Entries from an annotation dataset

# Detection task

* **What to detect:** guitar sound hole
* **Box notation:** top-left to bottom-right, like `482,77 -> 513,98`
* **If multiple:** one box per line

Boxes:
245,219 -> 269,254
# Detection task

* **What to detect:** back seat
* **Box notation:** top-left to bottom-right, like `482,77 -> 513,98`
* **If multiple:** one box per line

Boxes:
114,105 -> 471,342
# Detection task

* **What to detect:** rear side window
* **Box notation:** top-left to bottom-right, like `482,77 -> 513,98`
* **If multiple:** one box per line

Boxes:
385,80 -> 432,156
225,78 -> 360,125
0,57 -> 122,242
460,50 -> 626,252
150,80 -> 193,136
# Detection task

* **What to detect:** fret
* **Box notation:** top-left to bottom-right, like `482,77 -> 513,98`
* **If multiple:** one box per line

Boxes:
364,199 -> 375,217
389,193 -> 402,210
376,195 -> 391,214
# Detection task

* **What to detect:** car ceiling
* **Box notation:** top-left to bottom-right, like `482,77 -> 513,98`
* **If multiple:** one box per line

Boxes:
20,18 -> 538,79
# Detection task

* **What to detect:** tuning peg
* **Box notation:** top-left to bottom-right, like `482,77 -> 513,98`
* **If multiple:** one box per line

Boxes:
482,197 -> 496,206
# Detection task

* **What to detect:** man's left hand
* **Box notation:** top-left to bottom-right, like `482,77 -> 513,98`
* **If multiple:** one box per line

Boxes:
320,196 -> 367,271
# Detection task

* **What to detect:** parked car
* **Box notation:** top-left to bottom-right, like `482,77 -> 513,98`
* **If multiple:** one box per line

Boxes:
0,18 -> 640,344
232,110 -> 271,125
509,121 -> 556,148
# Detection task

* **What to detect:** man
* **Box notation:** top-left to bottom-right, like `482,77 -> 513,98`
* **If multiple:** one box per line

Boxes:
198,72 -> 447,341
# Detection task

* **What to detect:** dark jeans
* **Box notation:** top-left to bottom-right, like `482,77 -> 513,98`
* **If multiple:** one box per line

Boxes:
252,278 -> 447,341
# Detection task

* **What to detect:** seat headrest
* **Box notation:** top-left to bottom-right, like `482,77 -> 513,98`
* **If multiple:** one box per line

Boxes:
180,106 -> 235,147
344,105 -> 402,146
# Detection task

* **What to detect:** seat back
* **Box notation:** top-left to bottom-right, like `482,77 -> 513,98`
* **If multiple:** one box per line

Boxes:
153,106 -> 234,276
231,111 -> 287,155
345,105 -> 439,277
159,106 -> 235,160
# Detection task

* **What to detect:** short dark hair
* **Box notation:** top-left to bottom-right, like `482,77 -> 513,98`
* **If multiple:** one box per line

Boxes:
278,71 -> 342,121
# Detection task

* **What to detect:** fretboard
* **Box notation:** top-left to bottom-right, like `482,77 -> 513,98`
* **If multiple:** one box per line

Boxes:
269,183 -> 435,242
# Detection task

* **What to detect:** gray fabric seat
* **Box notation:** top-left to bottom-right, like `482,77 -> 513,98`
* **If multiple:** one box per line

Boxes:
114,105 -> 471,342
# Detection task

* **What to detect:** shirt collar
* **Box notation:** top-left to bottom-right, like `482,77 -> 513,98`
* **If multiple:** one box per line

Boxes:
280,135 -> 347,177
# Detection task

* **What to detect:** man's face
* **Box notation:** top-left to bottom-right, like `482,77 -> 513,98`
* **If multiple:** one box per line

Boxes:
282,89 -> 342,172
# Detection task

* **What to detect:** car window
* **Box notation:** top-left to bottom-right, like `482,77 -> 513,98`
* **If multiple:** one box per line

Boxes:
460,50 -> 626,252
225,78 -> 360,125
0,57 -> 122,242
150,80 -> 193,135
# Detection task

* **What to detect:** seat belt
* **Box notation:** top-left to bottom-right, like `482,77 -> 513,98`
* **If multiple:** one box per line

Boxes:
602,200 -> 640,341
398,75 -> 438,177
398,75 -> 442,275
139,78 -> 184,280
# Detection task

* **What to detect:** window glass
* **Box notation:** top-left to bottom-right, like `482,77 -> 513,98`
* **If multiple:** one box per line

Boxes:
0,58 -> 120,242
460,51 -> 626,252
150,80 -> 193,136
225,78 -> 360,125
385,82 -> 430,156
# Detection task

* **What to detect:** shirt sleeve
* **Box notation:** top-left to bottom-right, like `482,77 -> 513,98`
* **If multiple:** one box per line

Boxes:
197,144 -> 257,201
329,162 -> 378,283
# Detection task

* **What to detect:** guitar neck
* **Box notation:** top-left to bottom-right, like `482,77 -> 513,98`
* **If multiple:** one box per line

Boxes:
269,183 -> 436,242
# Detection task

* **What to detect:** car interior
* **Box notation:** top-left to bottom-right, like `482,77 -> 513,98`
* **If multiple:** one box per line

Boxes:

◆ GOAL ◆
Count the lines of the data above that contain the string "dark", treating case as significant. Give only the number.

◆ ANSWER TO THIS EXERCISE ◆
2